## TASK BRIEF
Print the study notes on Ephesians 3:20–21 and the son of David and Bathsheba below, word for word and complete.

Eph. 3:20 Now to Him who is able to do far more abundantly beyond all that we ask or think, according to the power that works within us,
Eph. 3:21 to Him be the glory in the church and in Christ Jesus to all generations forever and ever. Amen.
  • God does this for all His children, blessing us even as we sin and sometimes even if we aren’t ready or willing to repent

    • Clearly, we should expect discipline when we sin and perhaps blessing when we don’t

    • But that’s not a rule nor does it predict God’s behavior 

    • God turns all circumstances to good, so He often mixes discipline with other forms of blessing at the same time 

  • Interestingly, the son that was taken from David and Bathsheba could never have received the blessings that Solomon received

    • He was conceived out of wedlock, so he was a bastard son, and as such he could not have been king of Israel

Deut. 23:2 “No one of illegitimate birth shall enter the assembly of the LORD; none of his descendants, even to the tenth generation, shall enter the assembly of the LORD.

## DATA RECORDS
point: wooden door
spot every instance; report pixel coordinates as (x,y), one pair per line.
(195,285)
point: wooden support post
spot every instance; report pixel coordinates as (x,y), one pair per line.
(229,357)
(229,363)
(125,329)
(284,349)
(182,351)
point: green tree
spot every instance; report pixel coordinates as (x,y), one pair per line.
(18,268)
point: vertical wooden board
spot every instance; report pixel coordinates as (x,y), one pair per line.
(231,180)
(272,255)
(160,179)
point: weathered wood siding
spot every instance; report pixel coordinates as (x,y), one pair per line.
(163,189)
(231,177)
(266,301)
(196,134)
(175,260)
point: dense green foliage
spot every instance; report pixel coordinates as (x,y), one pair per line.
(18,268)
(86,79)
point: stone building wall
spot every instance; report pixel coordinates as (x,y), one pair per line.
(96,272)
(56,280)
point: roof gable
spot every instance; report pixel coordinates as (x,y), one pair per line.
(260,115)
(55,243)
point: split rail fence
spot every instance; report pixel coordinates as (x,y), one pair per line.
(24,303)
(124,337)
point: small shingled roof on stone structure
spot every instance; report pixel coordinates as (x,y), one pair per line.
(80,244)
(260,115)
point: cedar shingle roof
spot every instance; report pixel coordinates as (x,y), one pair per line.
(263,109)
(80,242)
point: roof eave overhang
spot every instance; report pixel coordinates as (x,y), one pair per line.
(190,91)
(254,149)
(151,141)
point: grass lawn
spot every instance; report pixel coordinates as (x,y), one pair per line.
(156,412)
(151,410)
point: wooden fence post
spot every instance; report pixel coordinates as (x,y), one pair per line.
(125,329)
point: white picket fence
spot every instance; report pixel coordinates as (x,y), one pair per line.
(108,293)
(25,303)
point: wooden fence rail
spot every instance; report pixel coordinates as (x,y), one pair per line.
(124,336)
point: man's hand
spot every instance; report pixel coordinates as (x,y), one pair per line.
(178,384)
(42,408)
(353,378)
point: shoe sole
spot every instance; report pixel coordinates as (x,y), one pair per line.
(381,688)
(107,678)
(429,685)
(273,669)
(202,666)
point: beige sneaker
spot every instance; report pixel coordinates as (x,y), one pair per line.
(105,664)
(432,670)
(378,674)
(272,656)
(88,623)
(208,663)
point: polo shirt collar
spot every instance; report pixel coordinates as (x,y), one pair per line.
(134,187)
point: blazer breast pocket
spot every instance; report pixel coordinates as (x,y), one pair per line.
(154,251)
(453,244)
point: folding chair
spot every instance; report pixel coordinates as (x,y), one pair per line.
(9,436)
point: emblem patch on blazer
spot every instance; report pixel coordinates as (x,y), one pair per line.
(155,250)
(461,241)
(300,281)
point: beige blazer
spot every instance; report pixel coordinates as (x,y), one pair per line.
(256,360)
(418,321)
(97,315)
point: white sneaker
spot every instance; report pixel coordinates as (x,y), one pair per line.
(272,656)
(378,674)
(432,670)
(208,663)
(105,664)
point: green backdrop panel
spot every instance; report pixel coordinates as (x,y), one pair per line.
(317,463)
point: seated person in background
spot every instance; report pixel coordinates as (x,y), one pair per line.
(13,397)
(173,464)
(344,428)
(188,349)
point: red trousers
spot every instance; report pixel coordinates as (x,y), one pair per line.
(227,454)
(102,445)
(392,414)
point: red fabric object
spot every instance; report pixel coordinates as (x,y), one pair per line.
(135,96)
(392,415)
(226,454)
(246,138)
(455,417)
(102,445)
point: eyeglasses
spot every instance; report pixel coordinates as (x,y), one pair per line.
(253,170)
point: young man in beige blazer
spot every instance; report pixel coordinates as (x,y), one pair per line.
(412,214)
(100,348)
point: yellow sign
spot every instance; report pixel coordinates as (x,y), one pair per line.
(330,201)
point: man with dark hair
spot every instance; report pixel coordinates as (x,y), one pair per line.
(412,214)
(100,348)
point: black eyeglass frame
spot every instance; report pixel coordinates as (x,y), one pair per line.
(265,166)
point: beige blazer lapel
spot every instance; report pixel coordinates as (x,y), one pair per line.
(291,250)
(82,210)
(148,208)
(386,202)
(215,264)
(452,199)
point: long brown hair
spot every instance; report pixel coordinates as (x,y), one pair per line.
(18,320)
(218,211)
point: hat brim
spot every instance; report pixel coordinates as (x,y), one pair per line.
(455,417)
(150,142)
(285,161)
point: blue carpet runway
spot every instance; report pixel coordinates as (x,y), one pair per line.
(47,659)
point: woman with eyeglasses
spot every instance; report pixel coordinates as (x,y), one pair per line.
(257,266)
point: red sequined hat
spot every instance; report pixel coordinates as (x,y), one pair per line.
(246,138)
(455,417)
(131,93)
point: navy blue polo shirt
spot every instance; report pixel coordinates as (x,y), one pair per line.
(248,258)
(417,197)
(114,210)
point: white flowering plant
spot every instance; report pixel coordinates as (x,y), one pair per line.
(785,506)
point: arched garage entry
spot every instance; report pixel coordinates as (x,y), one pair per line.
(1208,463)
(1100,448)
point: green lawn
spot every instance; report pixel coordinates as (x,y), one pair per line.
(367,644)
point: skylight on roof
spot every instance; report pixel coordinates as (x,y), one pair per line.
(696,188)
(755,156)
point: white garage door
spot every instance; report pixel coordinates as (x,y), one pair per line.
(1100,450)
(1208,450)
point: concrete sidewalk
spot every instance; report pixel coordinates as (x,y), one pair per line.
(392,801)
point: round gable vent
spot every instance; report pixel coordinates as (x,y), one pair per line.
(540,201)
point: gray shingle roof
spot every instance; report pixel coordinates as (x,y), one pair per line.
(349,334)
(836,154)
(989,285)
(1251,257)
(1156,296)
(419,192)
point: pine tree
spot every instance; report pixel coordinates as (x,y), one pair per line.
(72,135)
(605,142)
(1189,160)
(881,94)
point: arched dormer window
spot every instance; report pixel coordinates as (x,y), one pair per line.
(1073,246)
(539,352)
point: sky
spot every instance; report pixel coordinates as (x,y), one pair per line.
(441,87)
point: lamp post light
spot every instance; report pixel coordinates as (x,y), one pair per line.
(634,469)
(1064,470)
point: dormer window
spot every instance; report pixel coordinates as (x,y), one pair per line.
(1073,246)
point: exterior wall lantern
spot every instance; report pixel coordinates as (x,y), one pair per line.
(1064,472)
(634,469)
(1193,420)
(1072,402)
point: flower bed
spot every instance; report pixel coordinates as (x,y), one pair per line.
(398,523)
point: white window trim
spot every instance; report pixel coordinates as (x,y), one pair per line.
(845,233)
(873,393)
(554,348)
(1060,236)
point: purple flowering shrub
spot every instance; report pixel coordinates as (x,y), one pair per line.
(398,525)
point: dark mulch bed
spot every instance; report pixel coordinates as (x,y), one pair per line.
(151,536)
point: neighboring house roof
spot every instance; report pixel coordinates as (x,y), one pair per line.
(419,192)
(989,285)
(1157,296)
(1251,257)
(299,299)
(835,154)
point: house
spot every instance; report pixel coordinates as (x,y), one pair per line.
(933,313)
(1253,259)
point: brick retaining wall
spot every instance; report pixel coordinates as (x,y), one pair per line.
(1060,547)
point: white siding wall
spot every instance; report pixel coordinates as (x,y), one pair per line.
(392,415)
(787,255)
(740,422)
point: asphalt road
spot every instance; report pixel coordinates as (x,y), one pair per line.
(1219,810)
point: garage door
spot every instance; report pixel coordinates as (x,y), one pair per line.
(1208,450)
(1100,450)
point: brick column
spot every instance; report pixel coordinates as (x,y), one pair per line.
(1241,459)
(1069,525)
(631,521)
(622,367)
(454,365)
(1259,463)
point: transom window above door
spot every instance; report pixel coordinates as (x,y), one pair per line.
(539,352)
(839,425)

## CORRECT RESULT
Eph. 3:20 Now to Him who is able to do far more abundantly beyond all that we ask or think, according to the power that works within us,
Eph. 3:21 to Him be the glory in the church and in Christ Jesus to all generations forever and ever. Amen.
  • God does this for all His children, blessing us even as we sin and sometimes even if we aren’t ready or willing to repent

    • Clearly, we should expect discipline when we sin and perhaps blessing when we don’t

    • But that’s not a rule nor does it predict God’s behavior 

    • God turns all circumstances to good, so He often mixes discipline with other forms of blessing at the same time 

  • Interestingly, the son that was taken from David and Bathsheba could never have received the blessings that Solomon received

    • He was conceived out of wedlock, so he was a bastard son, and as such he could not have been king of Israel

Deut. 23:2 “No one of illegitimate birth shall enter the assembly of the LORD; none of his descendants, even to the tenth generation, shall enter the assembly of the LORD.